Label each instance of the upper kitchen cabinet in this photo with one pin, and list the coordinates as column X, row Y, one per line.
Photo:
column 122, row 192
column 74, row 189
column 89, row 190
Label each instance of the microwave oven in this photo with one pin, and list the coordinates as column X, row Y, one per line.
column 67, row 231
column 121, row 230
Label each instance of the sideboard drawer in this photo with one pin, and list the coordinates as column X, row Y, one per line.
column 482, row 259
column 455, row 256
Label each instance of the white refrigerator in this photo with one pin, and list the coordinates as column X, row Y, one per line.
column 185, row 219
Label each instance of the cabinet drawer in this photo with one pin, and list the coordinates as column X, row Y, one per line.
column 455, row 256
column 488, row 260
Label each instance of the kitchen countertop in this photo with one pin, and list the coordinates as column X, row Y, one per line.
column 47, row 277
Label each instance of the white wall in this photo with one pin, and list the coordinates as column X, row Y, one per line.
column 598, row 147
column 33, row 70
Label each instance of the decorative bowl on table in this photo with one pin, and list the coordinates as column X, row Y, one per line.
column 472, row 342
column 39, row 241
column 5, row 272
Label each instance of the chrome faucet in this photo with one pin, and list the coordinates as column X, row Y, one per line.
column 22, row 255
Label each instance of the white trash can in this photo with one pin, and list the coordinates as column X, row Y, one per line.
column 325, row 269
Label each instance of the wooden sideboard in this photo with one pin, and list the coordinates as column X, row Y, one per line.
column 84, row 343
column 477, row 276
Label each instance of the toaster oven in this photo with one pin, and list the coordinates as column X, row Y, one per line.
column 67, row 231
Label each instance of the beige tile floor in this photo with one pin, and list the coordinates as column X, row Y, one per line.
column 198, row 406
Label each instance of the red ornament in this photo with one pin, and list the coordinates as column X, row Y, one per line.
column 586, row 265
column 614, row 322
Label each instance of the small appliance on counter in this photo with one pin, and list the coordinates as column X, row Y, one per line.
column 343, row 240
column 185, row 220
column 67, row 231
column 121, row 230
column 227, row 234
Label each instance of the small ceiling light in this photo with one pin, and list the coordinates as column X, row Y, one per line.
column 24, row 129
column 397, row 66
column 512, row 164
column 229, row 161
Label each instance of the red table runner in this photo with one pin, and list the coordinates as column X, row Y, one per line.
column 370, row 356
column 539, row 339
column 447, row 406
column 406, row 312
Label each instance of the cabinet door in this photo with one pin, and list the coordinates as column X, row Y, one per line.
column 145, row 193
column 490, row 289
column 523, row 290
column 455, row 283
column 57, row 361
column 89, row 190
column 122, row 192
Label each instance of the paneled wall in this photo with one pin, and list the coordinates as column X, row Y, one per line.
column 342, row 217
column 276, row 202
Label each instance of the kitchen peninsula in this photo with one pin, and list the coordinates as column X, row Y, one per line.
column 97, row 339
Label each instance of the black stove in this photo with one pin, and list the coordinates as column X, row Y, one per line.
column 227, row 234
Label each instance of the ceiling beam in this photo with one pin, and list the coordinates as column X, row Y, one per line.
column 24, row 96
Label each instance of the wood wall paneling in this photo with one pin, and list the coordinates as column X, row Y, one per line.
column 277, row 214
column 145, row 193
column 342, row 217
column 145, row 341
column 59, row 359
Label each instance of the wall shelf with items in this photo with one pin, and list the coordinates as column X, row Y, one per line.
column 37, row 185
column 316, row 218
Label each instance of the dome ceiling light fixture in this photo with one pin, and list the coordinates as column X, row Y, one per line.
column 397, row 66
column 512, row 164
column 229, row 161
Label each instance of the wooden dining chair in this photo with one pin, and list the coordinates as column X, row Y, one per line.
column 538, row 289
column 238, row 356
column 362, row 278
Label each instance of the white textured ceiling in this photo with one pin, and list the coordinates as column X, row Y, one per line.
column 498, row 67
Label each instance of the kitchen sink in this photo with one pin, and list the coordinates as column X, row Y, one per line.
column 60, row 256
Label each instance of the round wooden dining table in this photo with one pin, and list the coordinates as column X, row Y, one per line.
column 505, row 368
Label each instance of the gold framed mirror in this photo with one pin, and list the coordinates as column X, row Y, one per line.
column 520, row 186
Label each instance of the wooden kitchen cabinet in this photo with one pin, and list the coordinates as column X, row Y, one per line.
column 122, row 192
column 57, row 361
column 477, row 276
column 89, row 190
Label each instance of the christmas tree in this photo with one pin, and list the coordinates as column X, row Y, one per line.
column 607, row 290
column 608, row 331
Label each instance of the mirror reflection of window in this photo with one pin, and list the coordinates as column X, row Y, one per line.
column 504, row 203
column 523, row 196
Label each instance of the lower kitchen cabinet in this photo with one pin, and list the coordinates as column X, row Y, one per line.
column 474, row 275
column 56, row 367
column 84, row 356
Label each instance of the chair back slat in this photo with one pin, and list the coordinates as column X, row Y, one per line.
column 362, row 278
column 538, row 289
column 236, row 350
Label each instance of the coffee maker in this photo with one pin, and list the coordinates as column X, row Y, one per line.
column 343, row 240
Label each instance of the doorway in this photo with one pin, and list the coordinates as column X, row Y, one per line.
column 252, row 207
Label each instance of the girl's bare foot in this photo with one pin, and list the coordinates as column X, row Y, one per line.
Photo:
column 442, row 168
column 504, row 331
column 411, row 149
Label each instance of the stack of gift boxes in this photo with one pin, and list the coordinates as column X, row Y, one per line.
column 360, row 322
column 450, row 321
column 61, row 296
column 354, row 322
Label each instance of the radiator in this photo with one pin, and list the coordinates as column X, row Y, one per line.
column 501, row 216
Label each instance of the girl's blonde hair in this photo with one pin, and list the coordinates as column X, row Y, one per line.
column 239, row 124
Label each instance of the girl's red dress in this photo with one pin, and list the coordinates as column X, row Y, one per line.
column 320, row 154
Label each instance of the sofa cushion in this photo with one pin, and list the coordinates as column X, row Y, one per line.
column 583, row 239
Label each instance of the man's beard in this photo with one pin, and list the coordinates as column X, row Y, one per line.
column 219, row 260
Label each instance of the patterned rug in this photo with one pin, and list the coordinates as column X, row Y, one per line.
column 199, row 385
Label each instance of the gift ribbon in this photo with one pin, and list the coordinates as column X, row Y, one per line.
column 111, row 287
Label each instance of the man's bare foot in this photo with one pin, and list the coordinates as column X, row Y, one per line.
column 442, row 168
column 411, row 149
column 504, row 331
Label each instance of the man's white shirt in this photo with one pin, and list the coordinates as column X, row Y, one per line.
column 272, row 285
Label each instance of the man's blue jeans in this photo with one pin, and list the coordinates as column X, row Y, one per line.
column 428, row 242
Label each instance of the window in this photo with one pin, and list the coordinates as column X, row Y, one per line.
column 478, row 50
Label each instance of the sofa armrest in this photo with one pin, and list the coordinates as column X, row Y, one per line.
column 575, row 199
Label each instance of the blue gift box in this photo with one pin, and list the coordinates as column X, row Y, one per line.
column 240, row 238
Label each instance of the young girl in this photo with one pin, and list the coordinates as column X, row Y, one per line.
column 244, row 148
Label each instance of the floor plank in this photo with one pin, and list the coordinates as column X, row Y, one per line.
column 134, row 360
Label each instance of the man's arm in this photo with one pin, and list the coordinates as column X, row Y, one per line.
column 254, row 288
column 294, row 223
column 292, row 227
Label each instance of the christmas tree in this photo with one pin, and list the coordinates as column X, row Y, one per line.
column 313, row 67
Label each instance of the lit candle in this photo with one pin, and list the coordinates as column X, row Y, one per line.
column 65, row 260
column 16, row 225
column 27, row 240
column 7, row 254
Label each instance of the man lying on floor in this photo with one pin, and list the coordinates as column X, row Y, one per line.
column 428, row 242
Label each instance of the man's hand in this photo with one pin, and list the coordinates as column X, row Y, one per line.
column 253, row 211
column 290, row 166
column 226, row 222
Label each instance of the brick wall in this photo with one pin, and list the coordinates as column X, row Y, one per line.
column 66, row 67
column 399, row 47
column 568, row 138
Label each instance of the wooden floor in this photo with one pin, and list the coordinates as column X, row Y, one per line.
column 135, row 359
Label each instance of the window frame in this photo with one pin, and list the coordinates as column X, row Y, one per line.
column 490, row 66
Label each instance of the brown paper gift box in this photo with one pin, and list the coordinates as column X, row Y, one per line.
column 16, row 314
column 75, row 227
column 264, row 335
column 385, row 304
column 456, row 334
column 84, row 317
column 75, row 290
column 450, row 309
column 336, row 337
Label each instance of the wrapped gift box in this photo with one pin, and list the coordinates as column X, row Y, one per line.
========================================
■ **Work instructions**:
Only the lines from the one with "Label each instance of the lit" through the final line above belong in the answer, each reproduced word for word.

■ **Result**:
Label each instance of the lit candle in this photo with one pin, and list the coordinates as column X, row Y, one per line.
column 65, row 260
column 16, row 225
column 27, row 240
column 7, row 254
Label each instance of the man lying on floor in this photo with one pin, and list the coordinates as column X, row Y, one per line.
column 428, row 242
Label each instance of the man's hand in this photo with one pin, and list the coordinates as column X, row Y, one per line.
column 253, row 211
column 290, row 166
column 226, row 222
Label each instance of the brick wall in this photo with one pin, and list the coordinates as column X, row Y, one per line.
column 66, row 67
column 399, row 47
column 568, row 138
Label each instance of the wooden floor in this photo with one pin, and list the coordinates as column X, row Y, one per line.
column 135, row 359
Label each instance of the window frame in this photo with one pin, and list the coordinates as column X, row Y, one per line.
column 490, row 66
Label each instance of the brown paper gift box in this photo with one pin, and list the coordinates as column X, row Y, one per line.
column 16, row 314
column 75, row 227
column 264, row 335
column 385, row 304
column 456, row 334
column 84, row 317
column 75, row 290
column 450, row 309
column 336, row 337
Label each instance of the wrapped gift box in this photo with one pin, and list the coordinates as column X, row Y, one per line.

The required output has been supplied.